What to produce | Write out the records below exactly as they appear, skipping each picture.

○ ○ ○ ○

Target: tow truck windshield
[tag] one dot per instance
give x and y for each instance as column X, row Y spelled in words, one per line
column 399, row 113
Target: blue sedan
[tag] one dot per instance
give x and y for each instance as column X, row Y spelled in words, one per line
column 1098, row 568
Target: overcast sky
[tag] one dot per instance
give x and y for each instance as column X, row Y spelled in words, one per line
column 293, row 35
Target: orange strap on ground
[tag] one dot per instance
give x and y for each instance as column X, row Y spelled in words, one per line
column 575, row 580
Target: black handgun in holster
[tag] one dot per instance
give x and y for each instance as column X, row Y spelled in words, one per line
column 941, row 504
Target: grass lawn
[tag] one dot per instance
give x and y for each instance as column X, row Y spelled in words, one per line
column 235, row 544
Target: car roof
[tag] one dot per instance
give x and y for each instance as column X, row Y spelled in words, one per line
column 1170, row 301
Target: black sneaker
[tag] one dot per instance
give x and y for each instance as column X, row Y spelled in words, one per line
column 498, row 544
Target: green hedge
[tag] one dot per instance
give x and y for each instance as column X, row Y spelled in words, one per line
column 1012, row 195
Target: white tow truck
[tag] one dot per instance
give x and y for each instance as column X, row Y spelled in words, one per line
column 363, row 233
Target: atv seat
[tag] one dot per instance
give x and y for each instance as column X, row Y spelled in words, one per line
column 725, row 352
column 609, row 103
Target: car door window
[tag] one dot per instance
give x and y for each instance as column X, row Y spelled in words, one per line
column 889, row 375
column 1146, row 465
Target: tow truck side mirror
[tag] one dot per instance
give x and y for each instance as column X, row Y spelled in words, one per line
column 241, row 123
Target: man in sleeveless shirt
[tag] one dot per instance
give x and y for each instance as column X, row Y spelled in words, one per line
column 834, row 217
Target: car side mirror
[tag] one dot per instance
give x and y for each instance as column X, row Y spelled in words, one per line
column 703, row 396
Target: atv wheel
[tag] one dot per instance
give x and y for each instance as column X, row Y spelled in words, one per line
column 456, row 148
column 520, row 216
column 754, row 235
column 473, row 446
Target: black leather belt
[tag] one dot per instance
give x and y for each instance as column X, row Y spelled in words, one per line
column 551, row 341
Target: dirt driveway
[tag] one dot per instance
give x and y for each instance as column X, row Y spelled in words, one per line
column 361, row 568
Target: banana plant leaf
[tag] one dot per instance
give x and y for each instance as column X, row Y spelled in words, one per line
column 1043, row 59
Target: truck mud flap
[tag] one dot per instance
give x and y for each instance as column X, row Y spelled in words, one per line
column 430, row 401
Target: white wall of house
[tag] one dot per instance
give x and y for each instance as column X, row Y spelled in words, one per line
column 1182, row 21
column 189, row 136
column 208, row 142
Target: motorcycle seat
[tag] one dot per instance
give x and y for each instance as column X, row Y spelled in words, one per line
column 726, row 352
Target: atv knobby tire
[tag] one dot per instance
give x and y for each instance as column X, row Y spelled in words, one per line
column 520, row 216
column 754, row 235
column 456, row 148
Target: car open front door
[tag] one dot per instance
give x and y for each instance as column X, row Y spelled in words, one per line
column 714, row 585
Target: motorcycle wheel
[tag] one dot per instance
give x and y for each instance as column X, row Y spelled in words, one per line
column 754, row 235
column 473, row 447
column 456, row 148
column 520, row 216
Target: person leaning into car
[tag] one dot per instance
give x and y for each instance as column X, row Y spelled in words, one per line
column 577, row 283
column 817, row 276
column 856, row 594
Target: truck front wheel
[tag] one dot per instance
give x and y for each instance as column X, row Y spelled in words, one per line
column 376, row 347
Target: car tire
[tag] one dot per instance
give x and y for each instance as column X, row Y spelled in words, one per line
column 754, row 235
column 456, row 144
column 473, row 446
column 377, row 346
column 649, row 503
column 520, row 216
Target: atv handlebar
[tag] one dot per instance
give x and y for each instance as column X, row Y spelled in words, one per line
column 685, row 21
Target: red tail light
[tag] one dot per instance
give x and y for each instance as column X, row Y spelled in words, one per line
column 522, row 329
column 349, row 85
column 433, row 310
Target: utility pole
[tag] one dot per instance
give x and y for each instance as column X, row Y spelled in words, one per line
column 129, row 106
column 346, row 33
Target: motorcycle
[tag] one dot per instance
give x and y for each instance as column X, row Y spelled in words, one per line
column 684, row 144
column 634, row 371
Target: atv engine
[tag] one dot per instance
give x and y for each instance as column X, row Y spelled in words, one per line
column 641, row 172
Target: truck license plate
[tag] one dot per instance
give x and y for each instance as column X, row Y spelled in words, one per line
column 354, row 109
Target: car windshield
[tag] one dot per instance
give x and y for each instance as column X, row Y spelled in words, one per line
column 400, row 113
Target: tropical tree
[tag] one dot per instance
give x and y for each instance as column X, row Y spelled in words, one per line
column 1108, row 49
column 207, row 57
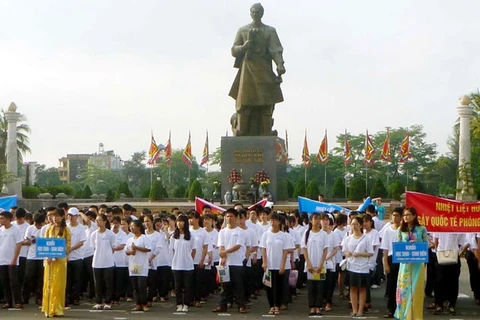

○ ○ ○ ○

Exercise response |
Target: tow truck windshield
[tag] one dot per instance
give x and y for each instance as column X, row Y spelled in words, one per line
column 399, row 113
Target: blue sedan
[tag] one dot per instance
give x and y for each instance as column X, row Y spelled in words, one per line
column 1098, row 568
Target: overcast sky
[tag] one dot per instance
give x and y for each instance as column X, row Y spelled in words, one per line
column 293, row 35
Target: orange strap on ground
[tag] one dot per instance
give x and y for each instance as column X, row Y spelled in words, one per line
column 575, row 580
Target: black handgun in holster
[tag] one dot per instance
give x and y for each instance as column X, row Y spelled in words, one per line
column 941, row 504
Target: grass lawn
[tag] one dot per instance
give x and y for each instance as column X, row Y spelled in words, one per line
column 235, row 544
Target: car roof
[tag] one dot per instance
give x and y for each instance as column X, row Y spelled in words, one per line
column 1170, row 301
Target: black sneaker
[tag] one dot per instance
give x and y for each instance as column X, row Y spelled in words, one per line
column 498, row 544
Target: green hedge
[tag] one dot per instance
give x and y for each instance as column X, row Y spelled in words, one per line
column 1012, row 195
Target: white tow truck
[tag] one dot per instance
give x and y for each instance as column X, row Y spelled in words, one per line
column 363, row 233
Target: atv seat
[tag] one dot per instance
give x and y for each instance as column X, row Y spelled in words, one per line
column 725, row 352
column 609, row 103
Target: car door window
[tag] one dot per instance
give x and y for each instance as column X, row Y spelled in words, one per line
column 889, row 375
column 1146, row 465
Target: tow truck side mirror
[tag] one dot per instance
give x and y for each instance as column X, row Y spelled in words, one per line
column 241, row 123
Target: man in sleeveless shirt
[tag] one dot per instance
give x and y for each instance as column X, row Y spelled in words, one per line
column 834, row 217
Target: car side mirror
[tag] one dot per instance
give x and y for each instance as column X, row Y spelled in words, one per line
column 703, row 396
Target: atv wheel
[tag] one dot per instance
give x and y for each instance as column X, row Y spelled in words, one per line
column 456, row 148
column 520, row 216
column 754, row 235
column 473, row 446
Target: black leather belt
[tag] one dot per instance
give x and y for each instance as column X, row Y spelled in words, one per line
column 551, row 341
Target: dirt driveway
[tag] one dot per instance
give x and y for each instance as column X, row Y spelled in words, one per line
column 361, row 568
Target: banana plant leaf
[tag] one dot per instance
give x and y for each instance as column X, row Y spelled in words, one per line
column 1043, row 59
Target: truck mud flap
[tag] one dot per instance
give x and y for each instance as column X, row Y spelled in words, one per line
column 430, row 401
Target: white wall of house
[tag] one dot per instance
give x and y for each instance as column X, row Y spelled in words, one per line
column 1182, row 21
column 189, row 136
column 208, row 142
Target: motorcycle seat
[tag] one dot per instance
give x and y for each instance as column X, row Y spelled in words, one per line
column 726, row 352
Target: atv knobby tire
[tag] one dot per instance
give x and y for each instance as column X, row Y spelled in words, one per line
column 520, row 216
column 754, row 235
column 456, row 148
Target: car open front door
[tag] one dot per instance
give x and y for each instance as column X, row Y spelled in words, one per line
column 714, row 585
Target: motorcycle wheel
[tag] one dot per instance
give x and y for each instance as column X, row Y spelled in words, one per line
column 754, row 235
column 473, row 447
column 456, row 148
column 520, row 216
Target: person leaning into car
[tag] one dot per instance
give x and y for each instance as column X, row Y spelled in words, one per line
column 577, row 283
column 817, row 276
column 856, row 594
Target: truck front wheel
[tag] one dot per instance
give x and y for each instance as column X, row Y spelled in words, one per line
column 376, row 347
Target: car tire
[tag] one dot per instance
give x and y for each instance as column X, row Y spelled in words, one per line
column 754, row 235
column 456, row 144
column 473, row 446
column 377, row 346
column 649, row 503
column 520, row 216
Target: atv handlebar
[tag] one dot per instance
give x and y for each instance as column X, row Y spelled in words, one per line
column 685, row 21
Target: red tail light
[tag] one dot per instance
give x and y for each instance as column X, row Y spelled in words, one per line
column 522, row 329
column 349, row 85
column 433, row 310
Target: utility pole
[tag] one dot per instance
give x and y for each instance as column X, row Y spelled in words, one per line
column 129, row 106
column 346, row 33
Target: motorcycle
[tag] one dot per instance
give x and y for each instance as column X, row Y spelled in words, one per line
column 684, row 144
column 634, row 371
Target: atv engine
[tag] one dot per instance
give x and y for each instance as column X, row Y spelled in words, one per line
column 641, row 172
Target: truck license plate
[tag] one dot per instance
give x and y for each instance as column X, row Y spelled in words, one per line
column 354, row 109
Target: car windshield
[tag] one dot per instance
give x and y for each instance as column X, row Y spelled in words, one per line
column 400, row 113
Target: tropical tree
[tag] one dot per instance
give x and y for each instance as column X, row Y spelled in words, one per line
column 1108, row 49
column 207, row 57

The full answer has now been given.